Return all of the lines below exactly as they are.

#### ENTRIES
╭──

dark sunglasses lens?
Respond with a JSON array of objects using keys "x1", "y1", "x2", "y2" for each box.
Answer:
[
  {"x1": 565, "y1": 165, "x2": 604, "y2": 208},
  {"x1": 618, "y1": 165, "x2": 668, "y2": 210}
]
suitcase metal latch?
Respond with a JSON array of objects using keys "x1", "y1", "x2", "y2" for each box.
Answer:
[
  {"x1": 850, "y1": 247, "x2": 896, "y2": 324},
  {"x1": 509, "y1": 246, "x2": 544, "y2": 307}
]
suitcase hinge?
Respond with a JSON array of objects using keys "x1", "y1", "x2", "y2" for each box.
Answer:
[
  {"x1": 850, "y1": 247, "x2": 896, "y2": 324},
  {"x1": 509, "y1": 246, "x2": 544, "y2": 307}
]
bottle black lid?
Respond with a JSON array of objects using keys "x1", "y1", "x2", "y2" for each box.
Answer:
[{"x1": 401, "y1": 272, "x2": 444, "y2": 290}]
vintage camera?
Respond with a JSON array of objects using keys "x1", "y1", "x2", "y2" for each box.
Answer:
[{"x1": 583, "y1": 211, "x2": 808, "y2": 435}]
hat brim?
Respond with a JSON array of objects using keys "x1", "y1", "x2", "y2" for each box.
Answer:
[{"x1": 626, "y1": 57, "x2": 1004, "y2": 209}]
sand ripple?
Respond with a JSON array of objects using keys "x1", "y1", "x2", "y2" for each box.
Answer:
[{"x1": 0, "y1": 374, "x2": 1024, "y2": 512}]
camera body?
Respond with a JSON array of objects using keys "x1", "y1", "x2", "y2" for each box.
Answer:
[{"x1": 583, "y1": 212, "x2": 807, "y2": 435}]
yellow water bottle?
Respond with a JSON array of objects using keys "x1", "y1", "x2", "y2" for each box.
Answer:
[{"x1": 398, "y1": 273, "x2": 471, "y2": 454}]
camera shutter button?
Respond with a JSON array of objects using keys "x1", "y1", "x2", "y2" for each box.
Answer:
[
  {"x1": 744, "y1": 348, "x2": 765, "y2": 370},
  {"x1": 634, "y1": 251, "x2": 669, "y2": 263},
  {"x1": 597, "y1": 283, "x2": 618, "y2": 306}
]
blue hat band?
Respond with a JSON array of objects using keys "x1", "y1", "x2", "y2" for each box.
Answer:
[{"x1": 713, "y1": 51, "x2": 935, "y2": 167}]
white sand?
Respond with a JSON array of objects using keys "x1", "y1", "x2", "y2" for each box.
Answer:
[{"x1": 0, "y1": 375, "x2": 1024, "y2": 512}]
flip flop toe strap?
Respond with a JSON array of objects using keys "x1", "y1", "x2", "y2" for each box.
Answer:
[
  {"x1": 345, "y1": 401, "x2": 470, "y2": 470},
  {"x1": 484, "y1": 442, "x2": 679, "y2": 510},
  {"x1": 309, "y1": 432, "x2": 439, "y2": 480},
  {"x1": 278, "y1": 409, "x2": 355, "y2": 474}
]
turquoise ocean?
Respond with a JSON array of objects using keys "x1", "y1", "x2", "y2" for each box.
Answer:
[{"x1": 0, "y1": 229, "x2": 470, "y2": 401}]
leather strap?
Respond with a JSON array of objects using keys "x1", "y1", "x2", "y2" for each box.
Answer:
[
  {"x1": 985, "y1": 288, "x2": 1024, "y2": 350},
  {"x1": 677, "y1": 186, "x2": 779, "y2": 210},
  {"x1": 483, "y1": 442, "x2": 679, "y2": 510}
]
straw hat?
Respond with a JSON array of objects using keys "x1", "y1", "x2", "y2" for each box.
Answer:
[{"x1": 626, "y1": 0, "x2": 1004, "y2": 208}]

╰──

#### SOLUTION FOR THIS TASK
dark sunglasses lens?
Respond with a JSON array of objects using keys "x1", "y1", "x2", "y2" for each box.
Answer:
[
  {"x1": 565, "y1": 165, "x2": 604, "y2": 208},
  {"x1": 618, "y1": 165, "x2": 668, "y2": 210}
]
suitcase metal latch?
Respond with a JSON array of objects using keys "x1", "y1", "x2", "y2" for each box.
Answer:
[
  {"x1": 850, "y1": 247, "x2": 896, "y2": 324},
  {"x1": 509, "y1": 246, "x2": 544, "y2": 307}
]
suitcase hinge?
Respond with a JSON array of objects using keys "x1", "y1", "x2", "y2" for each box.
Answer:
[
  {"x1": 850, "y1": 247, "x2": 896, "y2": 324},
  {"x1": 509, "y1": 246, "x2": 544, "y2": 307}
]
bottle black lid?
Respond with a JSON array of objects using keys "x1", "y1", "x2", "y2" for each box.
Answer:
[{"x1": 401, "y1": 272, "x2": 444, "y2": 290}]
vintage camera?
Respond with a JSON array of objects using keys "x1", "y1", "x2", "y2" for each box.
Answer:
[{"x1": 583, "y1": 211, "x2": 808, "y2": 435}]
hat brim?
Respond with a JSON array of objects using keys "x1", "y1", "x2", "y2" for each box.
Answer:
[{"x1": 626, "y1": 57, "x2": 1004, "y2": 209}]
sand ripple?
Respond with a JSON array of objects using keys "x1", "y1", "x2", "y2" for each box.
Answer:
[{"x1": 0, "y1": 374, "x2": 1024, "y2": 512}]
camera body?
Respond with a JSON array of objects using keys "x1", "y1", "x2", "y2" for each box.
Answer:
[{"x1": 583, "y1": 212, "x2": 807, "y2": 435}]
yellow water bottle?
Respond with a JSON array of objects using keys "x1", "y1", "x2", "y2" for each box.
Answer:
[{"x1": 398, "y1": 273, "x2": 471, "y2": 454}]
camera shutter button?
Respond with a JSON array of objects using keys "x1", "y1", "x2", "y2" for each box.
Answer:
[
  {"x1": 744, "y1": 348, "x2": 765, "y2": 370},
  {"x1": 634, "y1": 251, "x2": 669, "y2": 263},
  {"x1": 597, "y1": 283, "x2": 618, "y2": 306}
]
blue hat band?
Respond with a JSON array of objects using keys "x1", "y1", "x2", "y2" for each box.
Answer:
[{"x1": 713, "y1": 51, "x2": 935, "y2": 167}]
white sand?
Respond with a JSON array of objects using keys "x1", "y1", "x2", "y2" for each box.
Answer:
[{"x1": 0, "y1": 375, "x2": 1024, "y2": 512}]
flip flop toe strap?
Respond with a JSON array of objects using keys "x1", "y1", "x2", "y2" for each box.
Answer:
[
  {"x1": 345, "y1": 401, "x2": 470, "y2": 470},
  {"x1": 484, "y1": 442, "x2": 679, "y2": 510},
  {"x1": 309, "y1": 432, "x2": 439, "y2": 480},
  {"x1": 278, "y1": 409, "x2": 355, "y2": 474}
]
turquoise ocean?
Respond with a JSON array of objects using keys "x1", "y1", "x2", "y2" for each box.
Answer:
[{"x1": 0, "y1": 229, "x2": 470, "y2": 401}]
leather strap?
Respond with a JSON array of objects using keys "x1", "y1", "x2", "y2" for each box.
Answer:
[
  {"x1": 985, "y1": 288, "x2": 1024, "y2": 350},
  {"x1": 677, "y1": 186, "x2": 779, "y2": 210},
  {"x1": 483, "y1": 442, "x2": 679, "y2": 510}
]
straw hat?
Respond with a JSON array of objects using keys "x1", "y1", "x2", "y2" for each box.
Answer:
[{"x1": 626, "y1": 0, "x2": 1004, "y2": 208}]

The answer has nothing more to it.